*** Dataset records Section Begins ***

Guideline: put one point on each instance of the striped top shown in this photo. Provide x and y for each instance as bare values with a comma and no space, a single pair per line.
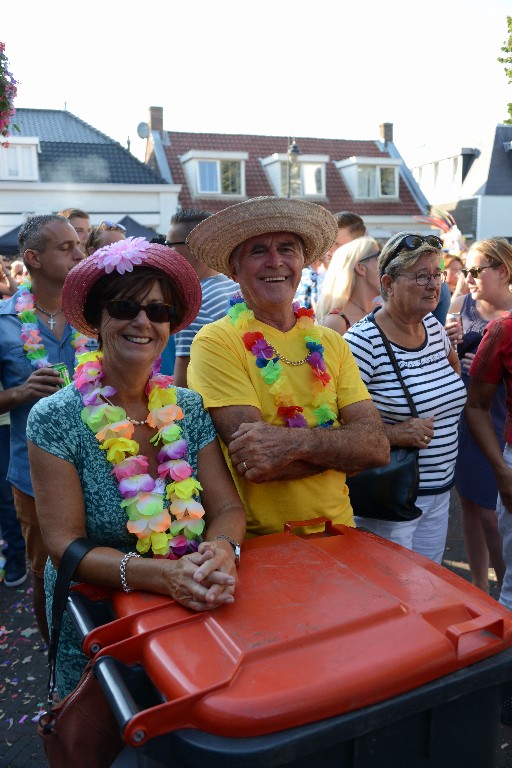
217,291
436,389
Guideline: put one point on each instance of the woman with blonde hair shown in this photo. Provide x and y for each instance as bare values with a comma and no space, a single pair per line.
350,285
488,277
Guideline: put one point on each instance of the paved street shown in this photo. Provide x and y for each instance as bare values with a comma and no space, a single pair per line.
23,674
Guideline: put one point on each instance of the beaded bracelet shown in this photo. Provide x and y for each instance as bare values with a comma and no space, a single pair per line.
122,570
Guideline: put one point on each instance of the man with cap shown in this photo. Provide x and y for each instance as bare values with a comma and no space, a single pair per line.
265,370
34,335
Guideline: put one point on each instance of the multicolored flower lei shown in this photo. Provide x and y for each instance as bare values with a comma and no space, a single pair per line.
273,372
143,496
30,334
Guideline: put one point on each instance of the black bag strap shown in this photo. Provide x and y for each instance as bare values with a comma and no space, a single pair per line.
394,363
68,565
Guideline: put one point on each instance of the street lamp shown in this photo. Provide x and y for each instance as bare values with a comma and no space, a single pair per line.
293,156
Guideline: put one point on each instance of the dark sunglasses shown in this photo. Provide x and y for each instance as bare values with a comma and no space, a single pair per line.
367,258
475,271
112,225
411,243
126,309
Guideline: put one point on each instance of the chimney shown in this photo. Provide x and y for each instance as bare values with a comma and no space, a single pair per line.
156,118
386,133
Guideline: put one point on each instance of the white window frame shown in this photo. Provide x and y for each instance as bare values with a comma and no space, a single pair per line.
191,165
276,168
20,154
350,173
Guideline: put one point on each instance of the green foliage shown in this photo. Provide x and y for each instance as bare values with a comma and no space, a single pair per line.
507,61
8,91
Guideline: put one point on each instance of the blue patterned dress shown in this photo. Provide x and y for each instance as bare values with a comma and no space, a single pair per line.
54,424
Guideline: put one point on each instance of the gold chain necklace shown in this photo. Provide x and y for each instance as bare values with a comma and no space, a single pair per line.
290,362
133,421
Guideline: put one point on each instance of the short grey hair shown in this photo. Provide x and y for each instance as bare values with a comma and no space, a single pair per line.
404,258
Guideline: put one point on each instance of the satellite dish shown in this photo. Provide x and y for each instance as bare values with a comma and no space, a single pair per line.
143,130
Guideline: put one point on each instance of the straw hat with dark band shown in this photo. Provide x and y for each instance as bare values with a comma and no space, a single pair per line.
214,239
82,277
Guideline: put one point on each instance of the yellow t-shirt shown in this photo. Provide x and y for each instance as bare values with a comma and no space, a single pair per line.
225,373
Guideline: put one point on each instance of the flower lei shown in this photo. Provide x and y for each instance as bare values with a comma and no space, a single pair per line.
30,334
8,91
273,373
142,495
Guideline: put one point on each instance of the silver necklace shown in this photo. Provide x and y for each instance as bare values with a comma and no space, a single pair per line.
133,421
357,305
51,321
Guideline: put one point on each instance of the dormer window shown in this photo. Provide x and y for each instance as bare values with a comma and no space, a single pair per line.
371,178
305,177
215,174
18,161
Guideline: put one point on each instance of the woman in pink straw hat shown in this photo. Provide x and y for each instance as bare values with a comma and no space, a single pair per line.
126,459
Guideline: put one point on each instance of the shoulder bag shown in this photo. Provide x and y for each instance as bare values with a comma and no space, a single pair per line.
80,730
390,492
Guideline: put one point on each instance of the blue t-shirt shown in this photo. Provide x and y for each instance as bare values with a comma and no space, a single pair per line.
217,290
15,368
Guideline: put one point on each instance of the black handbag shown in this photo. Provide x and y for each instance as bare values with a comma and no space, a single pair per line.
390,492
80,730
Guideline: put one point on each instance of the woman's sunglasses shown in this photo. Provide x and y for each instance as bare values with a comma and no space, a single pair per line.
126,309
411,243
111,225
367,258
475,271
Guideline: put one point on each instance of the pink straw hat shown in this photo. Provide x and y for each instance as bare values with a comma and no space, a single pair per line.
126,256
214,239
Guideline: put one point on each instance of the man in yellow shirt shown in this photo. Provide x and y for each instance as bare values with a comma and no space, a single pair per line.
285,394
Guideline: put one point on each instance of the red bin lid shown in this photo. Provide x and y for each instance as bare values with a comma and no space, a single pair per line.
319,627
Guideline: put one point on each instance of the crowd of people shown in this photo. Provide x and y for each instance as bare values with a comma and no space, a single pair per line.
280,316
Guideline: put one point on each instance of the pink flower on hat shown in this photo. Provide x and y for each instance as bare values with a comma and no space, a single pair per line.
122,256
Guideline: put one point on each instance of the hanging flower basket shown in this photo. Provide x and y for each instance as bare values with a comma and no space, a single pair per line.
8,91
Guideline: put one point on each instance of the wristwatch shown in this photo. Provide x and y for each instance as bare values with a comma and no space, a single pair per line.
236,546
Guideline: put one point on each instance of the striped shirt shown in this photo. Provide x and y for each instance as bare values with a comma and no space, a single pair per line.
217,291
436,390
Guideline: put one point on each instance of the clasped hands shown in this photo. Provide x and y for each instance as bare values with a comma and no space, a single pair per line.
206,578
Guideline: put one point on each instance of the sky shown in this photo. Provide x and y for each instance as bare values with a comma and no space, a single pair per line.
323,68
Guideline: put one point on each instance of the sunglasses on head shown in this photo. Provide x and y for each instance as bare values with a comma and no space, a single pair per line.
411,243
126,309
474,271
372,256
112,225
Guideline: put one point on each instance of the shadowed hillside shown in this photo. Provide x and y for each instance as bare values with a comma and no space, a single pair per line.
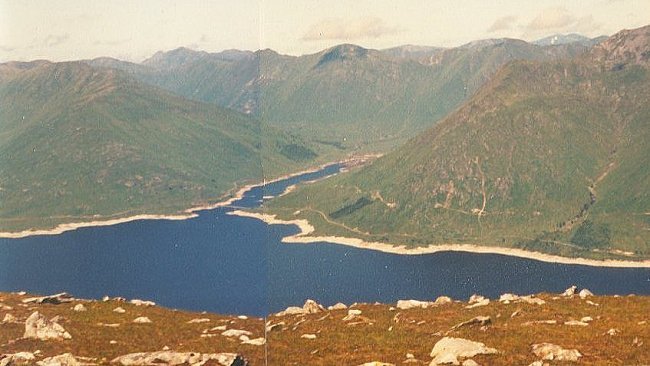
548,156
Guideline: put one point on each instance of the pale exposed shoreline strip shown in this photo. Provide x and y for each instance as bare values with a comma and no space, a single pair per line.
183,215
304,237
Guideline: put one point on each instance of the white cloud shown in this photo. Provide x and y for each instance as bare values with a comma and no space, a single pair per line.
550,19
348,29
503,23
560,20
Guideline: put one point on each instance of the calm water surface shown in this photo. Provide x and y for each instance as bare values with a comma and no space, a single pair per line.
229,264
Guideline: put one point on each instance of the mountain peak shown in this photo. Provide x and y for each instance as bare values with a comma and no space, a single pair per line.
175,57
558,39
625,47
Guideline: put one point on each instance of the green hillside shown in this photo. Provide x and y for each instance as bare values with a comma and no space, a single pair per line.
80,143
548,156
344,99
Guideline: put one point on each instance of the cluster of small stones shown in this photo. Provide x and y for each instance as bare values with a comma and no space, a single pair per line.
447,350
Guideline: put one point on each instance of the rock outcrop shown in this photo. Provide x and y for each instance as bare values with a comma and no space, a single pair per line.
142,320
552,352
50,299
570,291
179,358
9,318
337,306
138,302
310,307
20,358
410,304
39,327
66,359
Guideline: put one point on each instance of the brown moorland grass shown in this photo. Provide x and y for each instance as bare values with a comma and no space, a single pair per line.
380,333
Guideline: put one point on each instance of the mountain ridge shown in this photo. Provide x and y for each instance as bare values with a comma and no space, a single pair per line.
546,156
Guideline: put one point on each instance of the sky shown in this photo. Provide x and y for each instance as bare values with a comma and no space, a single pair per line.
134,30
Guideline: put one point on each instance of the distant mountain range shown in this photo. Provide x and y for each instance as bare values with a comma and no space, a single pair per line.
81,143
108,138
355,98
560,39
549,156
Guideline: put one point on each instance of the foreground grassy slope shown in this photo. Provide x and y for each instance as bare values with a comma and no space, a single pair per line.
379,333
340,100
548,156
79,143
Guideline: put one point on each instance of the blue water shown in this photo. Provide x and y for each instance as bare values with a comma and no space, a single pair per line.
229,264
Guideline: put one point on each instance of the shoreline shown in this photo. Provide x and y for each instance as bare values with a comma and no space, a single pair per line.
305,229
182,215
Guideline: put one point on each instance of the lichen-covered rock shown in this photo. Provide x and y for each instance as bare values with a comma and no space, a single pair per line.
20,358
142,320
448,350
584,293
552,352
9,318
570,291
179,358
312,307
410,304
138,302
66,359
337,306
38,326
235,333
443,300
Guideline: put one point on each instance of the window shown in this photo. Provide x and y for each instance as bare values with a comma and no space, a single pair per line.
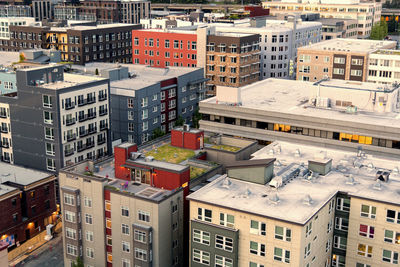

*** Dataset records Section Ends ***

--- What to work on ---
Only the lines from the one containing "Guideline: put one point on each instance of the blue water" through the final line of the entries belong in the copy, both ends included. Pictures stay out.

--- Answer section ---
Guideline: put one point on each instance of the blue water shown in this photo. Provide x and y for each instance as bare values with a comma and no space, a single pair per line.
229,264
Guideline: put one point on each instance of the shoreline shown in this photo. Provide x and y for each instance as bare values with a comma and no space, a single pair per line.
305,229
182,215
Guideline: put one point on each instance of the lichen-covered rock shown in this photo. Provide x and y for each instance as bare values with a comma and no space, a single pair per line.
20,358
142,320
448,350
584,293
552,352
9,318
570,291
179,358
312,307
410,304
138,302
66,359
337,306
38,326
235,333
443,300
Guideline: put one point on each instance of the window shown in this photo. Provide x and y for each instance as bare values with a comma and no space, a single pair per line.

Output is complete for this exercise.